_EXTRACT TO READ_:
━━━

We have dropped support for Python 2.6 #1009 #1180 @ctb

Our user documentation got a bit out of date and has been updated. #1156
#1247 @bocajnotnef @mr-c #1104 @kdmurray91 #1267 @ctb Links to lists of
publications that use khmer have been added #1063 #1222 @mr-c The help
text from the scripts has also had a thorough cleanup for formatting.
#1268 @mr-c

``fastq-to-fasta.py``'s ``--n_keep`` option has incorrect help text. We
now point out that all reads with Ns will be dropped by default unless
this option is supplied. #657 #814 #1208 @ACharbonneau @bocajnotnef

We've updated the URL to the '88m-reads.fa.gz' file. #1242 #1269 @mr-c

@camillescott designed and implemented an optimization for
``normalize-by-median.py`` #862

``abundance-dist.py`` can now be used without counts over 255 with
``--no-bigcount``. #1067 #909 @drtamermansour @bocajnotnef Its input
file requirement can no longer be overridden #1201 #1202 @bocajnotnef

khmer v2.0 will be released as a package for the Debian GNU/Linux
operating system. Big thanks to @kdmurray91 for his assistance. #1148
#1240 The C++ library, now named liboxli, will have its own package as
well.

━━━

_STATED GOAL_:
Check each statement against the khmer change notes above, answering yes or no, and quote the words from the notes that decide it. 1. Support for Python 2.6 has been dropped. 2. The C++ library will be bundled into the khmer package instead of getting a package of its own. 3. The input file requirement of abundance-dist.py can still be overridden.

_ENTRIES SUPPLIED_:
━━━

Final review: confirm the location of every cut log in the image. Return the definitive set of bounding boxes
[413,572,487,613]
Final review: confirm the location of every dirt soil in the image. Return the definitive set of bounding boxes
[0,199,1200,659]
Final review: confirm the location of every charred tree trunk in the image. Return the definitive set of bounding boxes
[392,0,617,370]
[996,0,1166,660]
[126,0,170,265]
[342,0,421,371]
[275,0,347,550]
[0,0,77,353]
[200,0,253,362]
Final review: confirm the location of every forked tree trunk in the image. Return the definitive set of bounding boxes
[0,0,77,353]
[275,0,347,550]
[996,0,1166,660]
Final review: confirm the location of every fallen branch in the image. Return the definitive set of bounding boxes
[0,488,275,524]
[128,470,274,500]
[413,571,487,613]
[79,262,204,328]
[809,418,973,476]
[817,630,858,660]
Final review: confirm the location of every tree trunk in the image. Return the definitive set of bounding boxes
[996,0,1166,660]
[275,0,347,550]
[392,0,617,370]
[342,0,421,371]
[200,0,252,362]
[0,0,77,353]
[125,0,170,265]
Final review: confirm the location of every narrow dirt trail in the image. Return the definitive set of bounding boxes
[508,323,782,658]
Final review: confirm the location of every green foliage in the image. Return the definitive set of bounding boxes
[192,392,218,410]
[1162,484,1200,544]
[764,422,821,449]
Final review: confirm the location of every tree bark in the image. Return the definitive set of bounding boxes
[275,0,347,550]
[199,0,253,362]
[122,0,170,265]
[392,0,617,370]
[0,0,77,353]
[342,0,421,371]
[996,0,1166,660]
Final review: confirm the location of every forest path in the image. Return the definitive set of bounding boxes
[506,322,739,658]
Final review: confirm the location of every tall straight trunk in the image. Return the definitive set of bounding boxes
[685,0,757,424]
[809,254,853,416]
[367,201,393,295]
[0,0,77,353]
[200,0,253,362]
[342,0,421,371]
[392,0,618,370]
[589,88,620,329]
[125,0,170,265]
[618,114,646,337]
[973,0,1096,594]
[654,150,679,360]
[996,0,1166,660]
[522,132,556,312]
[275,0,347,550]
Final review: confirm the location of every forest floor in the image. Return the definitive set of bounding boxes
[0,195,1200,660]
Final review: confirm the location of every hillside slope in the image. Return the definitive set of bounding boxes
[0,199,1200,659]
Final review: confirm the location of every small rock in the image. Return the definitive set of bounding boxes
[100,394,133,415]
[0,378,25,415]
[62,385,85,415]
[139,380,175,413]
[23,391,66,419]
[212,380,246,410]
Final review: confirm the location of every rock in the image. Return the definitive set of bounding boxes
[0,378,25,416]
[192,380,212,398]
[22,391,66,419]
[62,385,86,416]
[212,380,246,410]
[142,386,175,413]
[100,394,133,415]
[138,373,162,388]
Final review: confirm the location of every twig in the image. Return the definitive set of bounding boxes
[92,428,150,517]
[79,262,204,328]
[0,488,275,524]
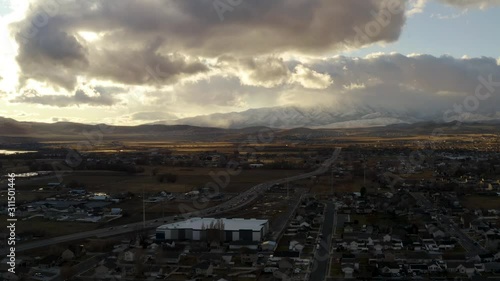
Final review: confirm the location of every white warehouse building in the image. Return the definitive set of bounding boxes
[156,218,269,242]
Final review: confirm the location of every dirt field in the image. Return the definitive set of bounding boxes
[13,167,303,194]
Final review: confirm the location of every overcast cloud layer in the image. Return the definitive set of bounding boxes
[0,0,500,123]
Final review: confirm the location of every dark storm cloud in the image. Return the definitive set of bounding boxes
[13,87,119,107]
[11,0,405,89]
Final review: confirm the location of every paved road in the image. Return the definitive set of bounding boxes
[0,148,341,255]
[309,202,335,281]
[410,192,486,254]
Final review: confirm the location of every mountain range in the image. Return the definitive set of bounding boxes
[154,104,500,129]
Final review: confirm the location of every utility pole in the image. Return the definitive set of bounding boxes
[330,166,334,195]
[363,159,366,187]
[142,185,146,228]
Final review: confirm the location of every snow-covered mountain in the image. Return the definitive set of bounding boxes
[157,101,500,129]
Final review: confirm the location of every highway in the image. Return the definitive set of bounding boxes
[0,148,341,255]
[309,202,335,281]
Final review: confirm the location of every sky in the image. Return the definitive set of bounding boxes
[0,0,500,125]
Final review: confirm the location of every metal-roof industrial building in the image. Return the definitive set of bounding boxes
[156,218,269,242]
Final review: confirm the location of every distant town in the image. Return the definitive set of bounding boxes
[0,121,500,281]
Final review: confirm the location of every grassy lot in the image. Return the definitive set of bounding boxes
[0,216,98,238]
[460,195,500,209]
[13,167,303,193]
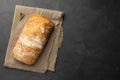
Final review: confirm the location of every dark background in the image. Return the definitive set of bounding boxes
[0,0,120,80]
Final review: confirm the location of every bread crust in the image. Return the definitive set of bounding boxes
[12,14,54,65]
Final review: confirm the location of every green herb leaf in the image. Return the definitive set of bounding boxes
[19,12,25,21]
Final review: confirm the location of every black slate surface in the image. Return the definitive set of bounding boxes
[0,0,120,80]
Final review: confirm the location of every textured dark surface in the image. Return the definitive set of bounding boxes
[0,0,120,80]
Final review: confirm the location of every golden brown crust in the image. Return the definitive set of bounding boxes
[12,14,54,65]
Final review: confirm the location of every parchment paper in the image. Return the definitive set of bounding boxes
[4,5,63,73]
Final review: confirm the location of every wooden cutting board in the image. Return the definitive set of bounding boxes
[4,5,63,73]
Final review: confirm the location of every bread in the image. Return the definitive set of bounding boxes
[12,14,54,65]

━━━

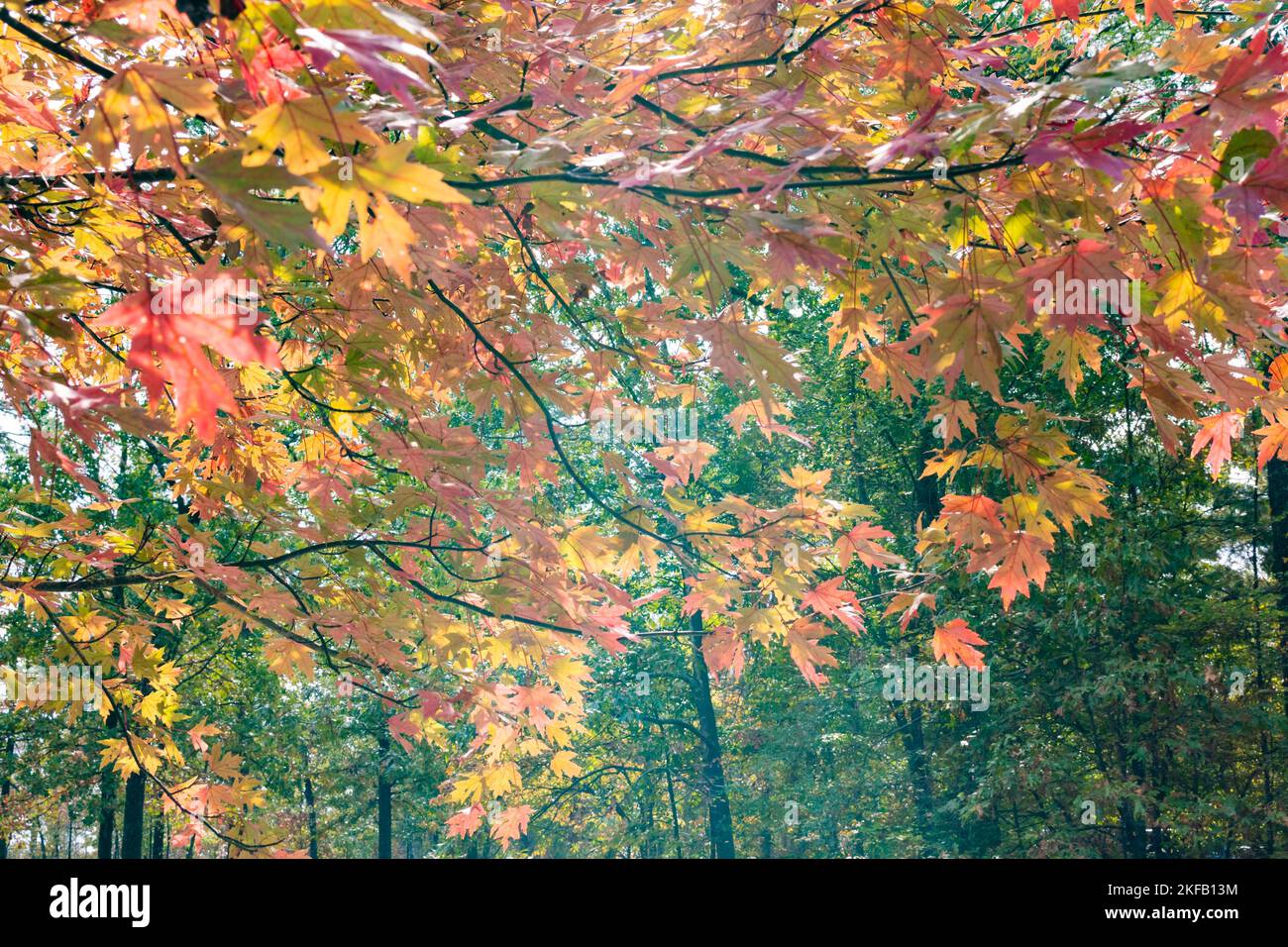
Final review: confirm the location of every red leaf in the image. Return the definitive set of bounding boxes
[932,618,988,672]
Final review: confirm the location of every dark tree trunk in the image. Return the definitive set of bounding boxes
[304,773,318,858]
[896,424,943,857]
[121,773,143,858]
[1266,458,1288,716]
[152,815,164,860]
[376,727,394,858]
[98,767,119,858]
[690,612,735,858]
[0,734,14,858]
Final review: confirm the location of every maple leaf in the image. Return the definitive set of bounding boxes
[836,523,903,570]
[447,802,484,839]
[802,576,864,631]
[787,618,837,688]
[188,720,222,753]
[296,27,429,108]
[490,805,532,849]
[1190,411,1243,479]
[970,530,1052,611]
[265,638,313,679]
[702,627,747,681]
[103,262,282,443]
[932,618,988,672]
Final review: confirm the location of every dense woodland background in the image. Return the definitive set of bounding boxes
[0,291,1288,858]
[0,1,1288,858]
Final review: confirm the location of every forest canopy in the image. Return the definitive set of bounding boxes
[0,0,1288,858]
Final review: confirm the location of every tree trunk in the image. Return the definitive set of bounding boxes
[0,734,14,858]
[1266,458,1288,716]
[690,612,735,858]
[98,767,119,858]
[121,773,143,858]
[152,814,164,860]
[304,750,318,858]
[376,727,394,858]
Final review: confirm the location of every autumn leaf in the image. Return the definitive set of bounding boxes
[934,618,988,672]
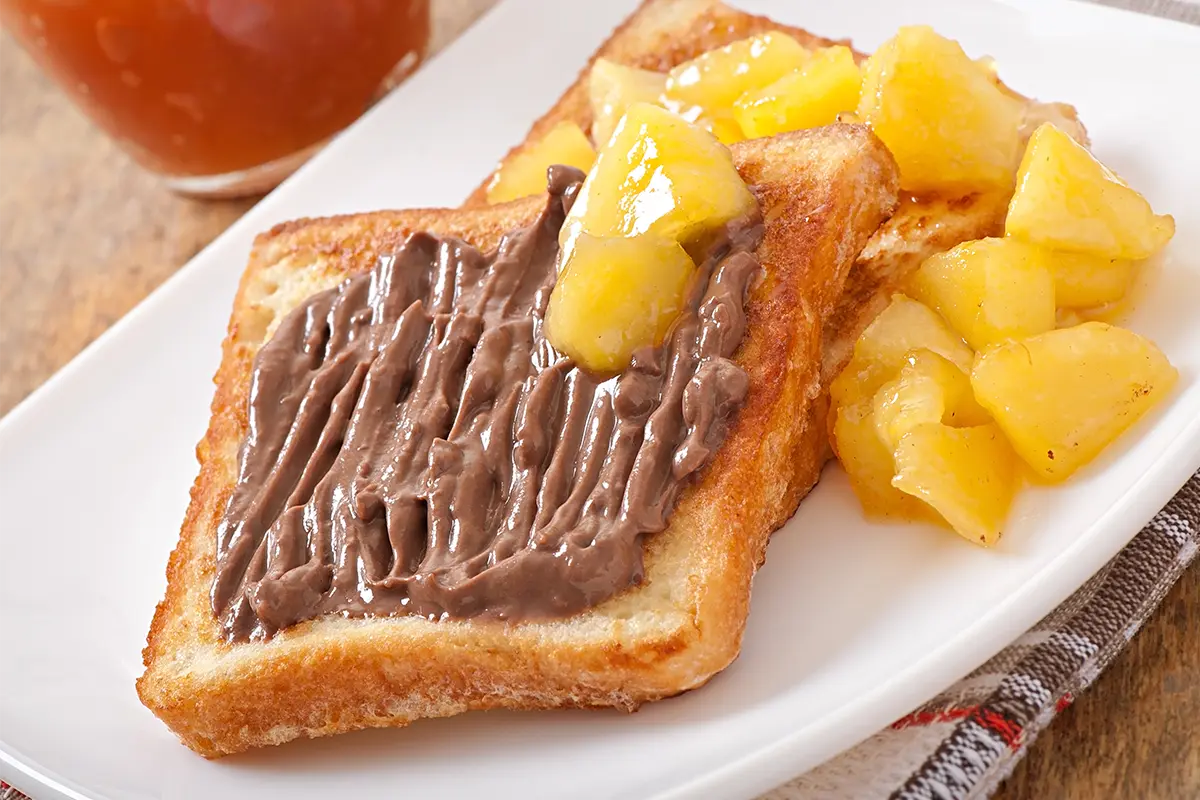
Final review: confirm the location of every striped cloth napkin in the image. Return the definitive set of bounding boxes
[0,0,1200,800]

━━━

_WORKED ANSWER_:
1. Yes: "We have dropped support for Python 2.6"
2. No: "The C++ library, now named liboxli, will have its own package as well."
3. No: "Its input file requirement can no longer be overridden"